→ Exercise: Lines before the one containing "Practice step: label each instance of the gradient" are to be left out; reproduce that line and all the rest of the entries exactly.

:: Records for the exercise

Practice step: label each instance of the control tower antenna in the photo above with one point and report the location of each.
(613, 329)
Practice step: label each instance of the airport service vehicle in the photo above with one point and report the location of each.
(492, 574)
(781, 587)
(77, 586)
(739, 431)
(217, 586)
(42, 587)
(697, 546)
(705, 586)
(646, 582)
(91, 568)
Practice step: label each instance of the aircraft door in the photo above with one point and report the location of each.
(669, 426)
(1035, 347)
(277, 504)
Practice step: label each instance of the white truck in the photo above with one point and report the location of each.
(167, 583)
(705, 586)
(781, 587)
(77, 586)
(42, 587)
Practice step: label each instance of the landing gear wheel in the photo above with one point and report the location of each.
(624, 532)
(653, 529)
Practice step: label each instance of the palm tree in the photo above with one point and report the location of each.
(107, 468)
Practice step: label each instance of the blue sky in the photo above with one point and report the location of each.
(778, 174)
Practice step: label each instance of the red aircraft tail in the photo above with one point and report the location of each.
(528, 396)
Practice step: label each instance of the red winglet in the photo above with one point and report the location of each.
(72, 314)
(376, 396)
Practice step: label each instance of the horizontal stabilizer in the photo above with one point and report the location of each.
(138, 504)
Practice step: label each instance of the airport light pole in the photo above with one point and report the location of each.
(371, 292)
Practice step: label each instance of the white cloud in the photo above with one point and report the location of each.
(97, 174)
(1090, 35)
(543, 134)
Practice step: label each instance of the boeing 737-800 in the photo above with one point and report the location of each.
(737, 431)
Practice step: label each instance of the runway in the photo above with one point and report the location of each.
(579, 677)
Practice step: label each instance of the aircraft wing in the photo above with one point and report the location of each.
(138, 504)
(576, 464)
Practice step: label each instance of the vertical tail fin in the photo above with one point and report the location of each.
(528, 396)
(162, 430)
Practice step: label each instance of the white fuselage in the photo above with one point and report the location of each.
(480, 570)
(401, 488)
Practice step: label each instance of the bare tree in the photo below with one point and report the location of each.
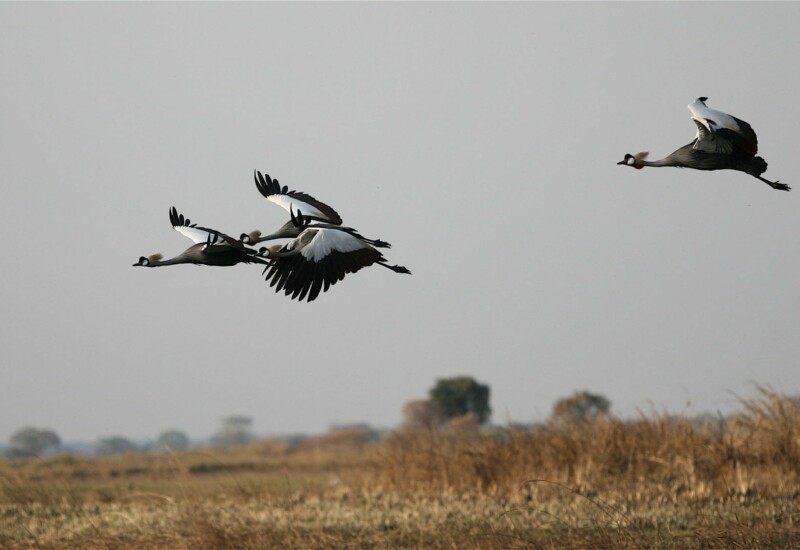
(29, 442)
(173, 439)
(462, 395)
(113, 445)
(421, 414)
(236, 430)
(580, 407)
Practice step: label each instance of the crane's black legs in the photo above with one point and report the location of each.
(775, 184)
(395, 268)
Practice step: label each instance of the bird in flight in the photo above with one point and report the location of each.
(722, 142)
(210, 247)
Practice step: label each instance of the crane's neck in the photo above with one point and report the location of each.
(172, 261)
(667, 161)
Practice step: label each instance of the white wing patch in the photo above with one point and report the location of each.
(711, 119)
(330, 240)
(196, 234)
(291, 204)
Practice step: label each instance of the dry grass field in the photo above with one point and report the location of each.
(657, 482)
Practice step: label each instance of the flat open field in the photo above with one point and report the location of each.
(655, 482)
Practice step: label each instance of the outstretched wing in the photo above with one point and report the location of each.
(198, 235)
(295, 200)
(719, 132)
(322, 257)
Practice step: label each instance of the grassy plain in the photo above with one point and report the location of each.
(656, 482)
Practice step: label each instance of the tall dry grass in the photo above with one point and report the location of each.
(656, 481)
(659, 457)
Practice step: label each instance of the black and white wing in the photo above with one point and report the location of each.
(295, 200)
(322, 257)
(214, 240)
(721, 133)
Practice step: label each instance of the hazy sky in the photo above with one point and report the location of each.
(481, 140)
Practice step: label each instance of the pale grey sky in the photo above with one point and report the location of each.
(479, 139)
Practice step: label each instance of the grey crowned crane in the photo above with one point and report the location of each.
(289, 201)
(722, 142)
(211, 247)
(319, 257)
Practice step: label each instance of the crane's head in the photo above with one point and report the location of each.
(250, 238)
(634, 160)
(148, 261)
(266, 251)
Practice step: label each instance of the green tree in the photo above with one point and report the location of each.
(580, 407)
(173, 439)
(29, 442)
(113, 445)
(462, 395)
(236, 430)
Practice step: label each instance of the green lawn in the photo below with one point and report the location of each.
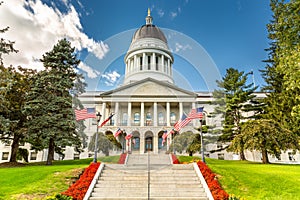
(245, 180)
(249, 180)
(37, 181)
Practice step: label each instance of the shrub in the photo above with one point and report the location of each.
(212, 182)
(122, 158)
(174, 159)
(80, 187)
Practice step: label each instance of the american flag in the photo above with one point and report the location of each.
(119, 131)
(182, 122)
(105, 121)
(128, 136)
(196, 113)
(85, 113)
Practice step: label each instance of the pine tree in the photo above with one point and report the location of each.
(49, 103)
(14, 85)
(233, 96)
(283, 66)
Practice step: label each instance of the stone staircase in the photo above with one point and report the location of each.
(137, 180)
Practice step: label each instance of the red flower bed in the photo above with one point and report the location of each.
(174, 159)
(213, 184)
(80, 187)
(122, 158)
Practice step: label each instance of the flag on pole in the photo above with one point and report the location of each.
(196, 113)
(105, 121)
(85, 113)
(164, 136)
(184, 120)
(128, 136)
(119, 131)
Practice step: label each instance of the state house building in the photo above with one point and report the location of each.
(147, 103)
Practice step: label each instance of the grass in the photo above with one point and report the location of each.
(248, 180)
(37, 181)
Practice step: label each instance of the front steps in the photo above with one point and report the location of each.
(131, 182)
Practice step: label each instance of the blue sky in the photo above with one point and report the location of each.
(205, 36)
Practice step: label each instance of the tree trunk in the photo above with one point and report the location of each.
(50, 152)
(265, 158)
(14, 148)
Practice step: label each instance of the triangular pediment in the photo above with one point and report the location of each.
(149, 87)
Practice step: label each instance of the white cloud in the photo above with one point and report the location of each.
(110, 77)
(91, 73)
(36, 27)
(160, 12)
(173, 14)
(180, 47)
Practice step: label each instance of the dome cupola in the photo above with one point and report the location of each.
(148, 55)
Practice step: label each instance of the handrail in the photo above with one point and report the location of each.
(148, 163)
(93, 183)
(203, 182)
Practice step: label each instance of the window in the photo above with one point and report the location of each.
(136, 118)
(161, 118)
(149, 62)
(33, 155)
(148, 119)
(141, 63)
(76, 156)
(5, 155)
(173, 118)
(124, 119)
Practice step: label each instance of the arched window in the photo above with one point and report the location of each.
(136, 118)
(124, 119)
(173, 118)
(148, 119)
(161, 118)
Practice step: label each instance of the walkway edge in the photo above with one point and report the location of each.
(93, 183)
(203, 182)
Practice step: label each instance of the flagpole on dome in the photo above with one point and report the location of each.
(98, 115)
(202, 145)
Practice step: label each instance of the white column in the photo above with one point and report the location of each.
(142, 114)
(155, 114)
(116, 114)
(162, 62)
(153, 62)
(103, 112)
(168, 67)
(168, 114)
(144, 60)
(129, 114)
(180, 109)
(134, 63)
(193, 107)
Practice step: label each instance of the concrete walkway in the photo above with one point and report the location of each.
(148, 176)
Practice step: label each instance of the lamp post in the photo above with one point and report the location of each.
(202, 146)
(98, 117)
(124, 135)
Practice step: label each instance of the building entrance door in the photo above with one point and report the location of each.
(149, 144)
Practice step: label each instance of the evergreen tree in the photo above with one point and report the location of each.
(283, 66)
(14, 85)
(49, 103)
(233, 96)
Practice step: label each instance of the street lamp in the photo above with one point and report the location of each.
(202, 146)
(124, 135)
(98, 117)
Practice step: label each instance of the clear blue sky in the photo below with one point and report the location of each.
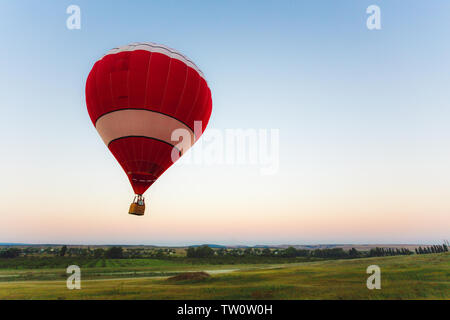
(363, 119)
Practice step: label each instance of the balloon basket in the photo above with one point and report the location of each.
(137, 207)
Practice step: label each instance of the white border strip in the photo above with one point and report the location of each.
(154, 47)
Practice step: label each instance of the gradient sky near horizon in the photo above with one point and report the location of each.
(363, 118)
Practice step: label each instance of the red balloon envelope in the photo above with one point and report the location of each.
(137, 96)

::::

→ Answer to the exercise:
Practice step: label each instance of the gradient sky near horizon in the photo above with one point and report the location of each.
(363, 118)
Practice step: label each instance of the red balloon envelope in the photo above with one point and report the location of each.
(137, 96)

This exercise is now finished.